* **Exercise**
Format every line of the rows below as a JSON list of strings, one string per line, leaving out blank lines.

* **Provided material**
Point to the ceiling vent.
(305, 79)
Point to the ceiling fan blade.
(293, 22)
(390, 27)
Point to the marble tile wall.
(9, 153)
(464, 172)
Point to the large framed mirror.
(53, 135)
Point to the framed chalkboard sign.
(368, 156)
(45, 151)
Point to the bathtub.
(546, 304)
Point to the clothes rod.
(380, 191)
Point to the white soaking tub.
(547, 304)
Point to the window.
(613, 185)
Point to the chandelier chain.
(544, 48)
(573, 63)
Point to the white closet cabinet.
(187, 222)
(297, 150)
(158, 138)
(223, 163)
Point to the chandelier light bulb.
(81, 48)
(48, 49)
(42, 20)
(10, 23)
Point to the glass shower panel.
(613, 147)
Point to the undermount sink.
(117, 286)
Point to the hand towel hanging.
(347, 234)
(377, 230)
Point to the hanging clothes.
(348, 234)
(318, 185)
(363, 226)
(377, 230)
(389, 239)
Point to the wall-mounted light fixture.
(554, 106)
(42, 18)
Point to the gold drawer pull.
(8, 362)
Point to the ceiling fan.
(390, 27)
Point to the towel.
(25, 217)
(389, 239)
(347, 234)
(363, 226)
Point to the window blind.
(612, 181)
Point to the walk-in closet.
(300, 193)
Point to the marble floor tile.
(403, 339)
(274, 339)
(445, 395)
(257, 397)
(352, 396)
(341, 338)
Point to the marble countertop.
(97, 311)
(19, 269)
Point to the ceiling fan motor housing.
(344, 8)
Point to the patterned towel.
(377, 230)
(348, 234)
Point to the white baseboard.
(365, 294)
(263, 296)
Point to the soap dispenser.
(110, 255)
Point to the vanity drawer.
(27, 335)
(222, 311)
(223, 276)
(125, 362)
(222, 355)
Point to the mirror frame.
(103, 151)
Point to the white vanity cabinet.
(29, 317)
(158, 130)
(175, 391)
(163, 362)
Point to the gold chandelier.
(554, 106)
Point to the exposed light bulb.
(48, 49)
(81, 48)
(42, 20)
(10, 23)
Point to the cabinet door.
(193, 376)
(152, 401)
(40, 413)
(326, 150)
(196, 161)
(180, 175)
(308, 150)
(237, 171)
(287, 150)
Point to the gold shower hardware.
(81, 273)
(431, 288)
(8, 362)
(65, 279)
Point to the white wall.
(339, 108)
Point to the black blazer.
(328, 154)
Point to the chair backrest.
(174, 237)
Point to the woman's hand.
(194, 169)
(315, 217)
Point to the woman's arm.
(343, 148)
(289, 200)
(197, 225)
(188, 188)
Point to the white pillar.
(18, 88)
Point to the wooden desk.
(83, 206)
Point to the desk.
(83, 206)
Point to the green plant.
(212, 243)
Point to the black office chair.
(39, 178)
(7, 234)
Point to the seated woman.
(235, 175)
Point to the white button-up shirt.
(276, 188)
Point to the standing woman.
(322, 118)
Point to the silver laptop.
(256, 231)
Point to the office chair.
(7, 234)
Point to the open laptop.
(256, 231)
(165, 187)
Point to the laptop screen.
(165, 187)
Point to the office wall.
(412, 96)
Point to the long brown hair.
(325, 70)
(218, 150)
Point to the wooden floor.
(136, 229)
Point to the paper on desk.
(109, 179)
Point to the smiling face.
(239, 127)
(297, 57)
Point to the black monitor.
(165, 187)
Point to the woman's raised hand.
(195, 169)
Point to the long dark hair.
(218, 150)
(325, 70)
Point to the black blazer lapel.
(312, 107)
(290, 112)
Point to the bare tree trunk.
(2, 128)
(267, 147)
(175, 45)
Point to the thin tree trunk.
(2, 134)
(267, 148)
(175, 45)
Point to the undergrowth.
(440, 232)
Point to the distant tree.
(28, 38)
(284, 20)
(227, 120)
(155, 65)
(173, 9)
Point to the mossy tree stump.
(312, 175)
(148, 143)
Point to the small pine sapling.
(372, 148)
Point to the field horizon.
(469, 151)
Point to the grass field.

* **Finished task**
[
  "Point to the ceiling vent.",
  "(305, 79)",
  "Point to the ceiling fan blade.",
  "(293, 22)",
  "(390, 27)",
  "Point to the marble tile wall.",
  "(9, 153)",
  "(464, 172)",
  "Point to the large framed mirror.",
  "(53, 135)",
  "Point to the framed chalkboard sign.",
  "(368, 156)",
  "(45, 151)",
  "Point to the bathtub.",
  "(546, 304)",
  "Point to the clothes rod.",
  "(380, 191)",
  "Point to the white soaking tub.",
  "(547, 304)",
  "Point to the window.",
  "(613, 185)",
  "Point to the chandelier chain.",
  "(544, 48)",
  "(573, 63)",
  "Point to the white closet cabinet.",
  "(187, 222)",
  "(297, 150)",
  "(158, 138)",
  "(223, 163)",
  "Point to the chandelier light bulb.",
  "(81, 48)",
  "(48, 49)",
  "(42, 20)",
  "(10, 23)",
  "Point to the glass shower panel.",
  "(613, 147)",
  "Point to the undermount sink.",
  "(117, 286)",
  "Point to the hand towel hanging.",
  "(347, 234)",
  "(377, 230)",
  "Point to the hanging clothes.",
  "(348, 234)",
  "(318, 185)",
  "(363, 226)",
  "(377, 230)",
  "(389, 239)",
  "Point to the wall-mounted light fixture.",
  "(554, 106)",
  "(42, 18)",
  "Point to the gold drawer pull.",
  "(8, 362)",
  "Point to the ceiling fan.",
  "(390, 27)",
  "Point to the towel.",
  "(25, 217)",
  "(389, 239)",
  "(347, 234)",
  "(363, 226)",
  "Point to the window blind.",
  "(612, 181)",
  "Point to the walk-in closet.",
  "(300, 193)",
  "Point to the marble floor tile.",
  "(403, 339)",
  "(274, 339)",
  "(445, 395)",
  "(257, 397)",
  "(352, 396)",
  "(341, 338)",
  "Point to the marble countertop.",
  "(97, 311)",
  "(19, 269)",
  "Point to the ceiling fan motor housing.",
  "(344, 8)",
  "Point to the patterned towel.",
  "(377, 230)",
  "(348, 234)",
  "Point to the white baseboard.",
  "(365, 294)",
  "(263, 296)",
  "Point to the soap dispenser.",
  "(110, 255)",
  "Point to the vanity drawer.",
  "(27, 335)",
  "(222, 311)",
  "(223, 276)",
  "(125, 362)",
  "(222, 355)",
  "Point to the mirror frame.",
  "(103, 151)",
  "Point to the white vanity cabinet.",
  "(29, 317)",
  "(158, 130)",
  "(175, 391)",
  "(163, 362)",
  "Point to the gold chandelier.",
  "(554, 106)",
  "Point to the exposed light bulb.",
  "(48, 49)",
  "(81, 48)",
  "(42, 20)",
  "(10, 23)",
  "Point to the cabinet door.",
  "(193, 376)",
  "(152, 401)",
  "(40, 413)",
  "(326, 150)",
  "(196, 161)",
  "(180, 175)",
  "(308, 150)",
  "(237, 171)",
  "(287, 150)",
  "Point to the gold shower hardware.",
  "(81, 273)",
  "(431, 288)",
  "(8, 362)",
  "(65, 279)",
  "Point to the white wall.",
  "(339, 108)",
  "Point to the black blazer.",
  "(328, 154)",
  "Point to the chair backrest.",
  "(174, 237)",
  "Point to the woman's hand.",
  "(194, 169)",
  "(315, 217)",
  "Point to the woman's arm.",
  "(343, 148)",
  "(289, 200)",
  "(197, 225)",
  "(188, 188)",
  "Point to the white pillar.",
  "(18, 88)",
  "Point to the wooden desk.",
  "(83, 206)",
  "Point to the desk.",
  "(83, 206)",
  "Point to the green plant.",
  "(212, 243)",
  "Point to the black office chair.",
  "(39, 178)",
  "(7, 234)",
  "Point to the seated woman.",
  "(235, 175)",
  "Point to the white button-up shirt.",
  "(276, 188)",
  "Point to the standing woman.",
  "(322, 118)",
  "Point to the silver laptop.",
  "(256, 231)",
  "Point to the office chair.",
  "(7, 234)",
  "Point to the open laptop.",
  "(256, 231)",
  "(165, 187)",
  "Point to the laptop screen.",
  "(165, 187)",
  "Point to the office wall.",
  "(412, 96)",
  "Point to the long brown hair.",
  "(325, 70)",
  "(218, 150)",
  "Point to the wooden floor.",
  "(136, 229)",
  "Point to the paper on desk.",
  "(109, 179)",
  "Point to the smiling face.",
  "(239, 127)",
  "(297, 57)",
  "Point to the black monitor.",
  "(165, 187)",
  "Point to the woman's raised hand.",
  "(195, 169)",
  "Point to the long dark hair.",
  "(218, 150)",
  "(325, 70)",
  "Point to the black blazer lapel.",
  "(312, 107)",
  "(290, 112)",
  "Point to the bare tree trunk.",
  "(2, 128)",
  "(267, 147)",
  "(175, 45)",
  "Point to the thin tree trunk.",
  "(2, 134)",
  "(267, 148)",
  "(175, 45)",
  "Point to the undergrowth.",
  "(440, 232)",
  "Point to the distant tree.",
  "(28, 38)",
  "(284, 20)",
  "(227, 120)",
  "(155, 65)",
  "(173, 9)",
  "Point to the mossy tree stump.",
  "(312, 175)",
  "(148, 143)",
  "Point to the small pine sapling.",
  "(372, 148)",
  "Point to the field horizon.",
  "(469, 151)",
  "Point to the grass field."
]